• **Metin Bölümü**
>>>
Kassem'e göre, normalde FBI ile muhbirlerin ilişkileri iki unsura dayanıyor: Gizlilik ve korku. “Ve böylece panzehirleri düşünmeye başladı, gizlilik ve korkuya karşı koyma stratejimizde aydınlatma, kamu denetimi ve toplumsal örgütlenme olmalıydı.” dedi.
Bunu akılda tutarak, hukuk ekibi Temmuz ayı sonlarında Bilol’un FBI idarecileriyle yapacağı bir sonraki görüşme için hazırlandı. Geçmişte, ajanlar onunla nerede buluşacakları konusunda talimatlar veriyorlardı: “Cuma günü, Sheepshead Koyu, Kohl mağazasının otoparkı.” gibi.
Bu sefer buluşma noktası Chelsea’deydi.
<<<
• **Çıkarılan Malzeme**
>>>
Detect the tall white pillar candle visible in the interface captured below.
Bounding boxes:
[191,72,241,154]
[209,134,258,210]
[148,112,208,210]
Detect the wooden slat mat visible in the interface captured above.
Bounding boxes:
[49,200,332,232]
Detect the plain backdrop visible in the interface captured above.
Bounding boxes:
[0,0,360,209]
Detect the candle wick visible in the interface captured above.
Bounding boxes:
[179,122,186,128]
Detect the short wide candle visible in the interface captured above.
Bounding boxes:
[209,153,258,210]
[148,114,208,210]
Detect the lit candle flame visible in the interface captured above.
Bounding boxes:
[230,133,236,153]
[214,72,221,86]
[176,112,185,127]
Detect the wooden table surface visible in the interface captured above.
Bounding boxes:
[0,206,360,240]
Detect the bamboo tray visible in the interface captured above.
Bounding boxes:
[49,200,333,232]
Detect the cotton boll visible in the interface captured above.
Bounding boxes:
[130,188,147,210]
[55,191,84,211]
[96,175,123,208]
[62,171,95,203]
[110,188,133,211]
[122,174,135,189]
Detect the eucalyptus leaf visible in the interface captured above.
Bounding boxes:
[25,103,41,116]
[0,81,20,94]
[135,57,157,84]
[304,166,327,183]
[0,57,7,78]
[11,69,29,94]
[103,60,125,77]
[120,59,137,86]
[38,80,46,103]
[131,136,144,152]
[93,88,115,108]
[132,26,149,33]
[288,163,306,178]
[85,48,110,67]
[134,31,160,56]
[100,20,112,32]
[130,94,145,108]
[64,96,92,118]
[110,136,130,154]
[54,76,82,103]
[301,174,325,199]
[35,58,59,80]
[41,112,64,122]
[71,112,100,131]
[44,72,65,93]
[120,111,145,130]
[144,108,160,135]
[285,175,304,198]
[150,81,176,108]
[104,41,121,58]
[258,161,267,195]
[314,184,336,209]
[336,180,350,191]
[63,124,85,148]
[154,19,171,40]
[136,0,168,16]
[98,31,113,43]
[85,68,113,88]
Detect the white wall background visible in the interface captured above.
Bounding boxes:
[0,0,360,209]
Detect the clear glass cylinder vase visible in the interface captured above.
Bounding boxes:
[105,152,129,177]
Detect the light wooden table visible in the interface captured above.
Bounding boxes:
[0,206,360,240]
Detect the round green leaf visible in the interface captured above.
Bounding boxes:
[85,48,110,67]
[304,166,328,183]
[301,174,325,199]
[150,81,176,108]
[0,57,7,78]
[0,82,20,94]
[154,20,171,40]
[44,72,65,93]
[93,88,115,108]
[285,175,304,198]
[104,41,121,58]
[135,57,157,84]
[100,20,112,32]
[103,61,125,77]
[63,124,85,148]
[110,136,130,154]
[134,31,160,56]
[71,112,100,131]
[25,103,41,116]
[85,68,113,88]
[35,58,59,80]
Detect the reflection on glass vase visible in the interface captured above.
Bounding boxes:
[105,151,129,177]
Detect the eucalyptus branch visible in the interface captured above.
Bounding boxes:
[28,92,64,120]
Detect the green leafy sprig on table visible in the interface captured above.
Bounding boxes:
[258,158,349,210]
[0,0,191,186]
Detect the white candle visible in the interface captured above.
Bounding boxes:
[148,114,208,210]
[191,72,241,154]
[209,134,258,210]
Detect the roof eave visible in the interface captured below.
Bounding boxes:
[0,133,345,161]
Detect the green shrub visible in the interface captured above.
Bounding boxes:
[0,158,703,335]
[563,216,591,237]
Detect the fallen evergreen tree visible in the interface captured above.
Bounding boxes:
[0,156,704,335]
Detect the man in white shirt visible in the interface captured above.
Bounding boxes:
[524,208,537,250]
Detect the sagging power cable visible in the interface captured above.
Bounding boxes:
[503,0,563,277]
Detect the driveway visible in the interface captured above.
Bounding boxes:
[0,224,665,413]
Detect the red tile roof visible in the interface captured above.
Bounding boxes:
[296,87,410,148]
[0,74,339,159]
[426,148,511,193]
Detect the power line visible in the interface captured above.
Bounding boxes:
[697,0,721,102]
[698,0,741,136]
<<<
• **Görevler**
A - FBI muhbirleriyle ilgili metne göre Kassem, FBI ile muhbirler arasındaki ilişkilerin normalde hangi iki unsura dayandığını söylüyor?
B - FBI muhbirleriyle ilgili metinde stratejinin neden aydınlatma, kamu denetimi ve toplumsal örgütlenmeyi içermesi gerektiği düşünülüyor? Bir ila üç cümleyle açıklayın.

• **Sıralı Yanıtlar**
A - Gizlilik ve korku.

B - Kassem'e göre FBI ile muhbirlerin ilişkileri normalde gizlilik ve korkuya dayanıyor. Aydınlatma, kamu denetimi ve toplumsal örgütlenme bu iki unsura karşı panzehir olarak düşünüldüğü için stratejide yer almalıydı.